**FRAGMENTO ORIGINAL**:
_ _ _ _ _ _ _
7. Não utilize o fórum como um site de “chat” (ele é ineficiente para isso); use a mensagem privada (PM) - se for usuário de PC, clique com o botão esquerdo do mouse sobre o nome do membro - caso queira se comunicar com ele. 
7. No use el foro para chatear (no es eficaz); mande un mensaje privado (PM) - Para usuarios de PC basta con hacer click sobre el nombre del miembro con el botón izquierdo del ratón - cuando quiera comunicarse con otro miembro en privado. 

8. Não ponha links para sites comerciais. Este é um fórum livre de propaganda e desejamos mantê-lo assim. 
8. No publique vínculos a sitios comerciales. Este es un foro sin publicidad.

9. Caso tenha dúvidas utilize o fórum "Questions, Comments and Suggestions" para esclarece-las ou envie uma mensagem privada (PM) para o seu moderador preferido. 
9. Si tiene más preguntas publíquelas en el foro de Comentarios y Sugerencias o mande un mensaje privado (PM) a su moderador preferido.

10. Consulte estas normas periodicamente pois elas serão atualizadas quando se fizer necessário.
10. Por favor, revise las normas del foro con cierta periodicidad, ya que éstas se pueden actualizar cuando se considere necesario

*Para informações mais detalhadas, por favor consulte aqui*
Para más información, consulte la lista detallada de las reglas abajo.
Vanda


----------



## ampurdan

Estas son las directrices que exponen el propósito, los objetivos y las expectativas de todos los foros de Wordreference (WRF). Por favor, ténganlas en cuenta y consúltenlas antes de redactar sus mensajes en WRF:

I.  WRF habilita estos foros para el intercambio entre usuarios de traducciones, usos de palabras, equivalencias de terminología y otros campos lingüísticos.

 II. WRF promueve el aprendizaje y mantiene una atmósfera académica de seriedad y colaboración, en tono positivo y cordial.
_ _ _ _ _ _ _
**FILAS DE DATOS**:
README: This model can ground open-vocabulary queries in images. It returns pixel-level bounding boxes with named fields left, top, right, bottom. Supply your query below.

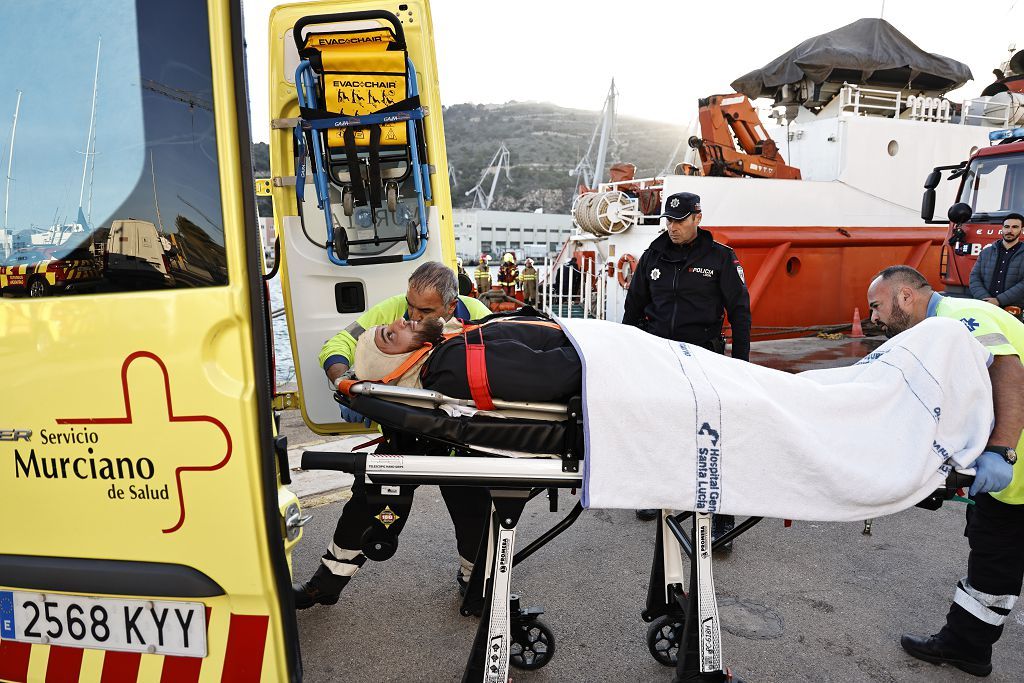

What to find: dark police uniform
left=623, top=197, right=751, bottom=360
left=623, top=193, right=751, bottom=532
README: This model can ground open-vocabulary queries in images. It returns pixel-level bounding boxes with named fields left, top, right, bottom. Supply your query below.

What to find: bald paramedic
left=294, top=261, right=490, bottom=609
left=867, top=265, right=1024, bottom=676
_ _ _ _ _ _ _
**RETO**: Extrae de las normas del foro el pasaje que empieza con "7. Não utilize" y sigue hasta "seu moderador preferido.", copiándolo sin ningún cambio. Los datos no tienen ningún papel aquí.

**SOLUCIÓN**:
7. Não utilize o fórum como um site de “chat” (ele é ineficiente para isso); use a mensagem privada (PM) - se for usuário de PC, clique com o botão esquerdo do mouse sobre o nome do membro - caso queira se comunicar com ele. 
7. No use el foro para chatear (no es eficaz); mande un mensaje privado (PM) - Para usuarios de PC basta con hacer click sobre el nombre del miembro con el botón izquierdo del ratón - cuando quiera comunicarse con otro miembro en privado. 

8. Não ponha links para sites comerciais. Este é um fórum livre de propaganda e desejamos mantê-lo assim. 
8. No publique vínculos a sitios comerciales. Este es un foro sin publicidad.

9. Caso tenha dúvidas utilize o fórum "Questions, Comments and Suggestions" para esclarece-las ou envie uma mensagem privada (PM) para o seu moderador preferido.